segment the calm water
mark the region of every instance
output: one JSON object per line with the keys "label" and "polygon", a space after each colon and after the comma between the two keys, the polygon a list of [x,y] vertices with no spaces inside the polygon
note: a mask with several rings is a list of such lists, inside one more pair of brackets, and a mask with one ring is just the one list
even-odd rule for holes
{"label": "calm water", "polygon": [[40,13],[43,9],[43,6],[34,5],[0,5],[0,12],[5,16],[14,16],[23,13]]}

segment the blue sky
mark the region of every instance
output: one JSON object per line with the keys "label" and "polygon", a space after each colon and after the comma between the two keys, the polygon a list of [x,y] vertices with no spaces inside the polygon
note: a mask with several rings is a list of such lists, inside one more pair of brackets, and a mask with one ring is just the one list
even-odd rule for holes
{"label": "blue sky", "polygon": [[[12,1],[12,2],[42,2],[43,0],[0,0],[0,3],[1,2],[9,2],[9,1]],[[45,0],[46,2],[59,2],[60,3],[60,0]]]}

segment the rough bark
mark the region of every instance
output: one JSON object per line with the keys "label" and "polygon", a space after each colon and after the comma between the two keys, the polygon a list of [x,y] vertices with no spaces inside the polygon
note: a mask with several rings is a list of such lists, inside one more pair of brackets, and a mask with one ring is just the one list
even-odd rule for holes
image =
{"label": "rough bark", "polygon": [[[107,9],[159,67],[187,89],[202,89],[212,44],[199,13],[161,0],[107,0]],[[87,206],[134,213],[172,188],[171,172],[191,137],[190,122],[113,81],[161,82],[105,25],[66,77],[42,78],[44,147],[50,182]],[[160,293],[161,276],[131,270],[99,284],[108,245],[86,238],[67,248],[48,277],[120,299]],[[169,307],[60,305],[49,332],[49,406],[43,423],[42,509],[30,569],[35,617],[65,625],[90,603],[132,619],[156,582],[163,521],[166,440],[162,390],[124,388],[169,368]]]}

◆ ◆ ◆ ◆ ◆ ◆ ◆

#### Required action:
All of the data, from the first line to the last, should be written out exactly.

#### Written solution:
segment the calm water
mark the region of every instance
output: one JSON object per line with the keys "label" and "polygon", a space after each colon and after the comma between the two keys, the polygon a list of [x,y] vertices with no spaces inside the polygon
note: a mask with several rings is a list of such lists, inside one more pair of brackets, and a mask with one ring is just the one list
even-odd rule for holes
{"label": "calm water", "polygon": [[40,13],[43,9],[43,6],[34,5],[0,5],[0,12],[5,16],[14,16],[23,13]]}

segment the blue sky
mark the region of every instance
output: one JSON object per line with the keys "label" and "polygon", a space after each colon and after the comma between the two keys, the polygon a list of [x,y] vertices with no spaces inside the polygon
note: a mask with several rings is a list of such lists, inside one more pair of brackets, and a mask with one ring is just the one list
even-odd rule for holes
{"label": "blue sky", "polygon": [[[12,1],[12,2],[42,2],[43,0],[0,0],[0,3],[1,2],[9,2],[9,1]],[[45,0],[46,2],[59,2],[60,3],[60,0]]]}

segment the rough bark
mark the region of every instance
output: one JSON object per line with the keys "label" and "polygon", a space after each colon and after the comma between the two keys, the polygon a list of [x,y] vertices with no spaces inside the polygon
note: a mask with several rings is a list of such lists, inside one more pair of brackets, and a mask with one ring is just the one list
even-odd rule for holes
image =
{"label": "rough bark", "polygon": [[[107,9],[159,67],[187,89],[202,89],[212,44],[199,13],[161,0],[107,0]],[[87,206],[134,213],[172,188],[171,172],[191,137],[190,122],[113,81],[161,82],[105,25],[66,77],[42,78],[44,147],[50,182]],[[160,293],[161,276],[131,270],[99,284],[108,245],[86,238],[67,248],[48,277],[120,299]],[[169,307],[60,305],[49,332],[49,406],[43,423],[42,509],[30,569],[35,617],[65,625],[90,603],[132,619],[156,582],[163,521],[166,440],[162,390],[124,388],[169,368]]]}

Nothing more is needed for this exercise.